■ **Prompt 1**:
In the excerpt about Canada's social venture sector, in which city is Social Venture Connexion based?

■ **Excerpted passage**:
________________________

Illustration by Matthew Billington
Illustration by Matthew Billington

The world's first fair-trade shoe company. Solar bonds. An easier way to donate to charity. Affordable housing. Converting zoo animal poop into electricity. Planting trees by playing a Facebook game.

These are just some of the enterprises listed on Social Venture Connexion (SVX), a platform launched in September that connects them with investors who want to see a positive impact as well as financial returns. The Toronto-based SVX is North America's first such platform.

It comes as Canada's social venture sector is blossoming as new entrepreneurs use business models to tackle social or environmental problems. They're filling a key gap, given government austerity and persistent societal challenges.

Investors, too, are getting on board: Investment in the sector has reached $5.3 billion and is expected to hit $30 billion in Canada over the next decade with the backing of foundations and mainstream investors. (A new estimate, to be released in early 2014 by Purpose Capital along with MaRS Centre for Impact Investing and RBC, pegs the total market size at about $8.8 billion currently).

________________________

■ **Provided records**:
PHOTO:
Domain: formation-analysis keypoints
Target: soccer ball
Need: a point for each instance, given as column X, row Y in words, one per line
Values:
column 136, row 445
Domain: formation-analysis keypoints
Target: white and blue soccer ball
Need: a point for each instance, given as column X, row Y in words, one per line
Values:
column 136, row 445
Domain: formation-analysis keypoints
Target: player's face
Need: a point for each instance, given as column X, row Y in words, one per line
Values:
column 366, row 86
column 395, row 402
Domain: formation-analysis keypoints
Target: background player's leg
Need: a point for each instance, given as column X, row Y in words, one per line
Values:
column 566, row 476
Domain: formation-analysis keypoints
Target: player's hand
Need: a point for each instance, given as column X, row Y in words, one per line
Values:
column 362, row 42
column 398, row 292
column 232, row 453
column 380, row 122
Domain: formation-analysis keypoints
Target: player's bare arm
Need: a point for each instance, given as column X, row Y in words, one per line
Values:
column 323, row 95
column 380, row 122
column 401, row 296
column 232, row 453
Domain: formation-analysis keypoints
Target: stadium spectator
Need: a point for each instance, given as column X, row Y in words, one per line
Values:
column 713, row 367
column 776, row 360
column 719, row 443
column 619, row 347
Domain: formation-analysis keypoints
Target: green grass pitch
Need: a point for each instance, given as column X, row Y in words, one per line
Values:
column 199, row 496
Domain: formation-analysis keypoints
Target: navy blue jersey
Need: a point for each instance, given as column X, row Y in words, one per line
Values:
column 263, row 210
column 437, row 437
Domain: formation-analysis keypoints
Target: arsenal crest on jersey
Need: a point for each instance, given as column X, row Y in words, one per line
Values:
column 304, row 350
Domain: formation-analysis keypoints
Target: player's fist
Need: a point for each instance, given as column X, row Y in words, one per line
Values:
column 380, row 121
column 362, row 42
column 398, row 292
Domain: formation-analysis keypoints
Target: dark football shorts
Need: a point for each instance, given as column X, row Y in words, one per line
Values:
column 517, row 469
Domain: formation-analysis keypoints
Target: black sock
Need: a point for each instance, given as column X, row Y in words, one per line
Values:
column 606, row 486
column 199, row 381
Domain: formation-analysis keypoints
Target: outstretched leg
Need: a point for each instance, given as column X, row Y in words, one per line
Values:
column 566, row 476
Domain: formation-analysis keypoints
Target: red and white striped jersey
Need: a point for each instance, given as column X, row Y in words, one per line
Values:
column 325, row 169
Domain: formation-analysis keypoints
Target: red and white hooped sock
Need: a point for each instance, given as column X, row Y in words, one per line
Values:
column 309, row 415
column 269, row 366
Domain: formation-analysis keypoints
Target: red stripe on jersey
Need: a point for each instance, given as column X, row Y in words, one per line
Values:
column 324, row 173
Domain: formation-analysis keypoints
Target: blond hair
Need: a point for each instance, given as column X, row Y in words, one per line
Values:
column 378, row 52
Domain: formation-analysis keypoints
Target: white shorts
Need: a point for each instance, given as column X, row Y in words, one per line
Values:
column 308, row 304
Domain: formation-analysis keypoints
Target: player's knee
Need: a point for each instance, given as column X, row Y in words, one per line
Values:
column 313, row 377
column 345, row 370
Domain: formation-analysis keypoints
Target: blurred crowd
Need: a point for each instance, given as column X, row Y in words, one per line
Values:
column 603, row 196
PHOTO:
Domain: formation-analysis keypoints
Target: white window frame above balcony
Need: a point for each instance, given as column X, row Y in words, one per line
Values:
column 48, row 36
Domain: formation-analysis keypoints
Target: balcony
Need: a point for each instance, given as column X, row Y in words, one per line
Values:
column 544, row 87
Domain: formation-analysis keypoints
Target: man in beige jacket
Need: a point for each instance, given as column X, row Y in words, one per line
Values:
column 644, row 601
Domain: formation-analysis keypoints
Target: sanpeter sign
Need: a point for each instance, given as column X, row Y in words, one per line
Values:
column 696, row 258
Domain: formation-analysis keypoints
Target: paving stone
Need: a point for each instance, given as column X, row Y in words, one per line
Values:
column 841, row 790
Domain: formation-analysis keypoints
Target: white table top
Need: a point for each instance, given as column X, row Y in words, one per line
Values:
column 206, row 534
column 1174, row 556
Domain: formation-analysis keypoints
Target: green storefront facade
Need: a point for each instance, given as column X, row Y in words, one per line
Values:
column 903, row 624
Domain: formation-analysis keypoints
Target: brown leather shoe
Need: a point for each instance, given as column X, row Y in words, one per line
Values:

________________________

■ **Prompt 2**:
Show every line of the rows that contains the string "blue", with case counting.

■ **Final result 1**:
Toronto

■ **Final result 2**:
Target: white and blue soccer ball
Target: navy blue jersey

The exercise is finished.